*Text to read*
******************************

City made my community master meter... WTF?

Hi all-

I have a park in PA that I purchased a little more than a year ago. When I purchased the community it was completely direct billed water, sewer, and trash. It had been that way for decades, since it was built.

Then a few months ago, the Township gave me only 30 days notice and switched it to master meter water/sewer and billed me for trash. Is this legal (yes I will also ask an attorney)? Does anyone have any experience with something like this? If so, any advice?

Thanks,

Charlie

Seems like a giant step backward for you and the park. I would contact the city ASAP to see if you can determine why this was done. It could be that meters were failing and they saw this as an easy way out, or they were not collecting enough payment from tenants to cover the water volume passing through your main meter(s). In any case, contact them to determine what the issue is, and how to better address the real or perceived problem. I wouldn’t get the attorney involved just yet, see what you can find out first.

I recently converted a park from master meter to direct billing for tenants. The city was was ready, willing and able to help with the process and very much encouraged it. I do get a bill each month for water loss (difference between the main meter volume measured and the total of the tenants usage), it runs about 12% of total water usage currently. We had about 10% of the tenants using much more water than the others, causing elevated cost for all. Monthly cost for tenants went from $60 per month paid to me to about $30 on average with direct billing. And the city was happy as this helped with their water conservation programs. They are now requiring all parks in the city to convert to individual meters.

Good luck. Let us know what the issue was with the city prompting the change.

1 Like

RE: City says “No more master meter”

******************************

(Some data)
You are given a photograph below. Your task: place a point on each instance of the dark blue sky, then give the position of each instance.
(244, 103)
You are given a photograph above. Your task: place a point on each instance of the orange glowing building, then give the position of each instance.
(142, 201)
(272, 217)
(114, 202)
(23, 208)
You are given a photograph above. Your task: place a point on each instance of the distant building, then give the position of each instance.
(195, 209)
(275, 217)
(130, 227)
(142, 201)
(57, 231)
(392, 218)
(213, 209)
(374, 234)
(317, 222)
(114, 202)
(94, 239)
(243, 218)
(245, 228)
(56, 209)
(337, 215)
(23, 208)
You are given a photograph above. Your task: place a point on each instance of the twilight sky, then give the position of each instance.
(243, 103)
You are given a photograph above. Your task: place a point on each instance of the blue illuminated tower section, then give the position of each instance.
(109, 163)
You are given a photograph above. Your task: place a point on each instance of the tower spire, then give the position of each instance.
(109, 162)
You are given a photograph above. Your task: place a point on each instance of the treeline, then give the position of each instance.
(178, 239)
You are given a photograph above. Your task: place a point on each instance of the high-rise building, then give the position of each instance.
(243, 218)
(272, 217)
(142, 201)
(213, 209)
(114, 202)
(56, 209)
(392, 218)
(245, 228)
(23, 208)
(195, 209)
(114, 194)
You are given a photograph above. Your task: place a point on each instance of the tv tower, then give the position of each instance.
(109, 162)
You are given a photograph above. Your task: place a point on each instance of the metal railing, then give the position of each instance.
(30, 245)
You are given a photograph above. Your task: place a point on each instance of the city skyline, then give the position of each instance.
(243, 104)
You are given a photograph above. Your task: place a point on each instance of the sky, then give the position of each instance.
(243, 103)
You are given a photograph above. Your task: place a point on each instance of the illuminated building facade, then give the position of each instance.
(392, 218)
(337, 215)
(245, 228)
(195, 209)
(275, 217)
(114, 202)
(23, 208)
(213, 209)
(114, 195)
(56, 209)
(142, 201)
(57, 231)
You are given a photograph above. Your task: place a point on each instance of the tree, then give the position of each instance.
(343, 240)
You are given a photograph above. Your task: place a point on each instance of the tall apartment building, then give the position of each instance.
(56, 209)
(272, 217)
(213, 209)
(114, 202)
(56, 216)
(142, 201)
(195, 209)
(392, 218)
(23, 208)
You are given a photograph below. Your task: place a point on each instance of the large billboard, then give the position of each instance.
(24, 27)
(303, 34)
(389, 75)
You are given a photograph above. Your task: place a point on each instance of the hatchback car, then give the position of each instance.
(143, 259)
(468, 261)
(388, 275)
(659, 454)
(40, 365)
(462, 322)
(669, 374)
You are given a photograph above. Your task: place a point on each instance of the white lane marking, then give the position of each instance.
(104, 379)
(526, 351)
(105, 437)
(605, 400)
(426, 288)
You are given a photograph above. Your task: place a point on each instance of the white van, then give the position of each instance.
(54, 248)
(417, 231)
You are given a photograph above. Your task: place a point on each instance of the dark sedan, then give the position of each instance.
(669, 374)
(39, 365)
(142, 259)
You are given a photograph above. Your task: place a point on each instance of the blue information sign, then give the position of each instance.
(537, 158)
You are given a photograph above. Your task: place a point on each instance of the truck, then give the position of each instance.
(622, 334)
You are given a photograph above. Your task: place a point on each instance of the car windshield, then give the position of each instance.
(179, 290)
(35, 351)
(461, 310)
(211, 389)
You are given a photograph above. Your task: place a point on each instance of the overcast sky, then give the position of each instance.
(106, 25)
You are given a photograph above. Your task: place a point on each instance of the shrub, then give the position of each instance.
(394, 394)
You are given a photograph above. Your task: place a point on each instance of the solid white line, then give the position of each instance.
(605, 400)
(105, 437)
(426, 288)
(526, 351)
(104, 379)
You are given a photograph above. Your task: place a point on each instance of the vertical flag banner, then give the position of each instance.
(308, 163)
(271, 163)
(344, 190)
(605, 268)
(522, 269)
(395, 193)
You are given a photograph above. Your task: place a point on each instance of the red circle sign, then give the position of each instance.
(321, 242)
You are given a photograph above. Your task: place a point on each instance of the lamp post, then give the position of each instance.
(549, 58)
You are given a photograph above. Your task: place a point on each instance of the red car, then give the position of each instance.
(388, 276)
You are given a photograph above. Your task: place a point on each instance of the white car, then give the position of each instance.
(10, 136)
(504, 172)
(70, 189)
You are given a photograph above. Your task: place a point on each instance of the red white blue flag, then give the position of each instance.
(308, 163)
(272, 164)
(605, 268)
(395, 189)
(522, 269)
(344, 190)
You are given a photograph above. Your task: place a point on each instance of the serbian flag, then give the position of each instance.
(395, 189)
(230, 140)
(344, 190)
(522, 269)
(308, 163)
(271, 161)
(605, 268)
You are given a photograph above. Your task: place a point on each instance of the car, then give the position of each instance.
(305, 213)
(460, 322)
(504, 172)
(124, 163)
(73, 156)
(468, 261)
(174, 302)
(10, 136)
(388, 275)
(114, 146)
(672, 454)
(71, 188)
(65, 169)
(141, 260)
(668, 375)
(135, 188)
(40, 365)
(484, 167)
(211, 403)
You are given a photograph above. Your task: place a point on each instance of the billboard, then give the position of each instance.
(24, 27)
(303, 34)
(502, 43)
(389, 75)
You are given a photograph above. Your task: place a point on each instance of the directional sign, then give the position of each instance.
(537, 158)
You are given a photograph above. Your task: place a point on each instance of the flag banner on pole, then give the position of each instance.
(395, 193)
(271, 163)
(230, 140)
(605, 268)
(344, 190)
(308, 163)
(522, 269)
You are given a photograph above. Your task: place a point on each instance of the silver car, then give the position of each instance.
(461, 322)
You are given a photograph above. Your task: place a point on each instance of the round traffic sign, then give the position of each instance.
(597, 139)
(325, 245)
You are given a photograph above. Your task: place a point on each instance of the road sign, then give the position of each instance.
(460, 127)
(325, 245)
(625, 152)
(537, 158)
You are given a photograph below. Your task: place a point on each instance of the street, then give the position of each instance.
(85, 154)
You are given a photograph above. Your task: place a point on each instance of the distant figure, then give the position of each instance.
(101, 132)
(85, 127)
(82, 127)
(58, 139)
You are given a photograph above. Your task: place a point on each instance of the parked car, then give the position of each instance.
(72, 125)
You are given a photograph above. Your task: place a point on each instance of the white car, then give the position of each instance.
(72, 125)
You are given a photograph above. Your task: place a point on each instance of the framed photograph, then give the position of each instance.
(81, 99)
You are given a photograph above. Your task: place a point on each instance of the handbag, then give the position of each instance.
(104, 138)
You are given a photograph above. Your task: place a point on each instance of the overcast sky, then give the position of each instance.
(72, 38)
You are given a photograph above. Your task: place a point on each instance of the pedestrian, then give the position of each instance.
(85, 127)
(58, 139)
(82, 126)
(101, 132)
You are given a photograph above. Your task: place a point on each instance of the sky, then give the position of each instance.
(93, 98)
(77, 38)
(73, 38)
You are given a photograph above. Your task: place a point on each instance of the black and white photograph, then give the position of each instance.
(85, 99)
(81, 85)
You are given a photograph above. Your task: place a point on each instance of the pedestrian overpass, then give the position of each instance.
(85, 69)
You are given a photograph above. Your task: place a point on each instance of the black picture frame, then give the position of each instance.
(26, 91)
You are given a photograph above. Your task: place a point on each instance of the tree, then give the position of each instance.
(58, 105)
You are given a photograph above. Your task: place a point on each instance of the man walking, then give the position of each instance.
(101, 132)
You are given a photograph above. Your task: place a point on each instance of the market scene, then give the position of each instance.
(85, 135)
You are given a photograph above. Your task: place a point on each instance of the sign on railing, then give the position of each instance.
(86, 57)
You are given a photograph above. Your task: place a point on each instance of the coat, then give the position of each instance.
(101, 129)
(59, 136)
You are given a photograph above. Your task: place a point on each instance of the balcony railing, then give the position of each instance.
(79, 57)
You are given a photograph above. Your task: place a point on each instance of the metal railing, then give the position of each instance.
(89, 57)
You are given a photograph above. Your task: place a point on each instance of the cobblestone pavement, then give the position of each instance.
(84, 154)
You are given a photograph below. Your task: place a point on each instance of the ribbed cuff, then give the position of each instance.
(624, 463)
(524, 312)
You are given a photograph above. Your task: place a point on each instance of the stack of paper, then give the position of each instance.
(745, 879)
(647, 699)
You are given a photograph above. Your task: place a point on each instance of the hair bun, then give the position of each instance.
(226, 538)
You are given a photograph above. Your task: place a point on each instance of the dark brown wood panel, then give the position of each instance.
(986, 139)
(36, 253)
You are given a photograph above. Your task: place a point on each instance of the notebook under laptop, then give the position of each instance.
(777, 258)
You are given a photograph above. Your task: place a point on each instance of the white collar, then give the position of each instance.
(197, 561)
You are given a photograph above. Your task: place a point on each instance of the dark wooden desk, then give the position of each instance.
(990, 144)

******************************

*Tasks to complete*
1: Name every utility that the forum thread on the master meter says the community was directly billed for when it was purchased.
2: In the forum thread on the master meter, how much notice did the Township give before switching the community's billing?
3: Reproduce word for word the part of the master meter forum thread that begins at the words "Seems like a" and ends after "find out first.".

*Written answers*
1: Water, sewer, and trash.

2: Only 30 days.

3:
Seems like a giant step backward for you and the park. I would contact the city ASAP to see if you can determine why this was done. It could be that meters were failing and they saw this as an easy way out, or they were not collecting enough payment from tenants to cover the water volume passing through your main meter(s). In any case, contact them to determine what the issue is, and how to better address the real or perceived problem. I wouldn’t get the attorney involved just yet, see what you can find out first.